You've done some thinking about your situation and are ready to sit down and talk through the nitty gritty details...what? You aren't so sure? That's pretty common. Did you know that the biggest roadblock to getting on your feet financially is fear? It comes in many different forms but it's still fear. Don't let this get in the way of your financial health. Learn to identify it and move past it.
Vulnerability
Putting your ideas out on the table can be difficult. The possibility of criticism from a loved one is uncomfortable. Opening yourself up to share your hopes for your team and for yourself can leave you feeling exposed.
Some people who have been together for "forever" find it difficult to share a new hope or thought about the future because they "already know" the other half will pooh-pooh the idea. Maybe your mate is thinking the same thing about you! People and circumstances change over time. Give your partner a chance to respond. If you don't put your ideas out there, they can't be considered. And when it comes to money and planning your future, everyone's thoughts should at least be voiced. Who knows, if you risk putting a crazy idea out there, maybe your partner will join you with one of his/her own.
If you've just embarked on a relatively new relationship, it may be scary not knowing how your partner will react to your thoughts. There's no better time than the present to find out! Lay it all out there. Let her know you want to make more of your fix-it talents and are thinking of opening up a handyman business. Let him know you want to head back to school for your PhD - you've always wanted to be a professor. You can grow together by supporting each other.
Rejection
This is a tough one; no doubt about it. Hearing a flat out "no way" is not anyone's idea of a good time. Hearing out the whole thought and tossing some ideas about it between the two of you should be one of the ground rules.
Paying for college is one that people often have 2 very different perspectives on. One wants to pay in full because their parent's did and the other says, "No way! I paid my own way through college and it taught me a lot. Besides we can't afford it." Well, someone's got to give a little here. If one party thinks it's important then it deserves attention.
The goal is to do what's right for the team - not the individuals. Write down reasons why each party is for or against. Brainstorm some other pro and con ideas as well. Leave it out on the table and come back 2 days later to finish the conversation. Many people are still emotionally charged after the first day to think objectively but you still want the issue to be fresh in your mind.
Talk out the two sides separately - the money portion and the principle. Don't mix them up. Sometimes the amount of money you have will help drive the solution. For example, if you simply can't afford any dollars towards the goal at the time, put it on a list to talk about next time you sit down to review the budget. If you have some money but not enough to save for the full goal, then maybe you can meet in the middle and pay for a portion. Or, if you have the ability to pay the full burden, then you should talk more about why each person has this view and see if you can either come to a middle ground or if one party can give in on this one.

» Dataset content:

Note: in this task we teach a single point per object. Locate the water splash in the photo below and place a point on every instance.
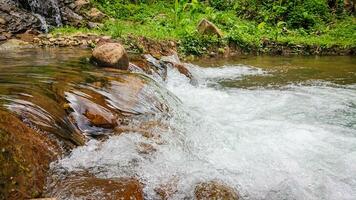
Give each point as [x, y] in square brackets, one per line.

» Exercise instructions:
**a.** In the article on fear in couples' money conversations:
(i) What does it name as the biggest roadblock to getting on your feet financially?
(ii) How many days later should a couple come back to finish the conversation?
(iii) Which two sides of an issue should be talked out separately?
**b.** Write the next part of the article on fear in couples' money conversations, picking up after its final sentence.

» Solved tasks:
**a.**
(i) Fear.
(ii) Two days later.
(iii) The money portion and the principle.

**b.**
Ignore It. It'll Go Away
Please don't stick your head in the sand. I mean don't just sit there like an ostrich hoping that it will all go away or get better by some miracle. It doesn't work that way - things will only get worse. If you're afraid of the reaction to some news you have to give, consider that it might be received even more poorly at a later date.
If you are afraid that putting all of the money details out in front of you might just highlight how little money you have, that's all the more reason to put it together. Know what's there so you know what to tackle first. If you have a bad habit, this is a great way to identify it and fix it before it gets you into any more trouble.
And remember, laying blame won't fix it either. It may in deed be true that one party came into the relationship with a boatload of debt or lost their job or made some poor investments. Whatever the case, cruising down memory lane isn't going to fix it so stay focused on doing what you need to get healthy now.
There is a solution to every issue and concern. Keep your focus on the team's best interests and work purposefully against getting into an argument. That will only distract you from your real purpose. Fear only gets people's guards up. Consider this set of rules before you engage in money talks:
- All ideas will be written down
- No interrupting
- No name calling
- No laying blame
- No quitting
Next time we'll look at some numbers. I'll illustrate what a simple budget should look like and what you should be looking for when reviewing your actual spending.
Heather Montanaro: Money Correspondent:
Heather's column, Practically Speaking, published 3 times a month to Gather Essentials: Money presents practical advice for everyday living and provides insight on how to pair lifestyle choices with financial realities.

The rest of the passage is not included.